> _EXERCISE GOAL_
Locate every line in the listing below that contains the word "Show", treating uppercase and lowercase as different, and copy each of those lines.

Pointing and labeling listing:
----------
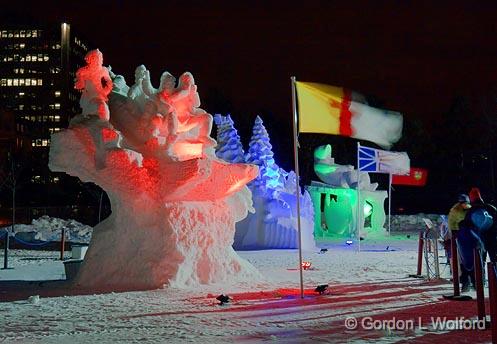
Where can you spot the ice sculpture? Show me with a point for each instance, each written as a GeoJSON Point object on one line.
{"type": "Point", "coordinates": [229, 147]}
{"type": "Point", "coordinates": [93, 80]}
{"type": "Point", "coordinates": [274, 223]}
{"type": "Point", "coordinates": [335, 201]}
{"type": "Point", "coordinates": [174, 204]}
----------
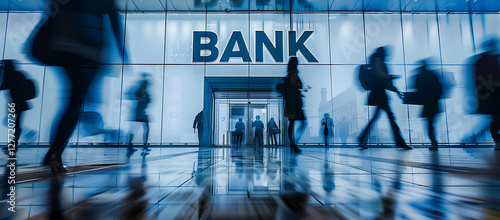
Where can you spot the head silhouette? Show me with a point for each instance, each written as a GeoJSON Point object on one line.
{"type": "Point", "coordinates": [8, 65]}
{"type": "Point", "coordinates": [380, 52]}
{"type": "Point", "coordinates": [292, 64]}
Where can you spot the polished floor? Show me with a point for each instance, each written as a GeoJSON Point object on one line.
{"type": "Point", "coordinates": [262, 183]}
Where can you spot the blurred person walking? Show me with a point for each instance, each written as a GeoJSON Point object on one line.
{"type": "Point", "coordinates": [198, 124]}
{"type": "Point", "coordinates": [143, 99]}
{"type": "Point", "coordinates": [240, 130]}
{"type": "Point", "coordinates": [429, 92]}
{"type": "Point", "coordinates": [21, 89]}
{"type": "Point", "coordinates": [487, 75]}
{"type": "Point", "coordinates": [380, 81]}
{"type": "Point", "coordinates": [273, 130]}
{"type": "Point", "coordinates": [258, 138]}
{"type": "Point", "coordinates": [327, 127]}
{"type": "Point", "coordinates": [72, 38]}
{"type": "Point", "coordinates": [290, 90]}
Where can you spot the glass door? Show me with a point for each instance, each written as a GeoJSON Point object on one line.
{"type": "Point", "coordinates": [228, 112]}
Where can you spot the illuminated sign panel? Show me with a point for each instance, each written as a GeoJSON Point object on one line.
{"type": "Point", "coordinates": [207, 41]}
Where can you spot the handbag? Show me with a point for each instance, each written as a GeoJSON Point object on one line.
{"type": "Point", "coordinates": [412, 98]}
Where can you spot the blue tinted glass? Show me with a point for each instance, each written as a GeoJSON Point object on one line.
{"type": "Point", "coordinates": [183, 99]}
----------
> _ANSWER TO THE PROBLEM_
Where can you spot the ice sculpture? Show me with a point for each instance, each written as a GeoJSON Point object on one line.
Where can you spot the head silhouette? Show me with a point for each instance, each written as a GeoJSON Point object on one line.
Where can you spot the polished floor? Show me with a point for each instance, each written as a GeoJSON Point object on one line.
Where can you spot the blurred person walking? Show me with a point for each instance, each written as a GeoJSON Point object on one line.
Where can you spot the glass door? Show me with a point for each instance, each written as a GeoJSON Point object on one line.
Where can you spot the illuminated sign panel? Show me with a point for each instance, each written as a GeoJSON Point object on one line.
Where can you spot the handbag? Show me with a point for each instance, each written as a GeoJSON Point object on one line.
Where can you spot the blue tinted glass? Show me with a point for each instance, each written as a GeoJSON Point object on one line.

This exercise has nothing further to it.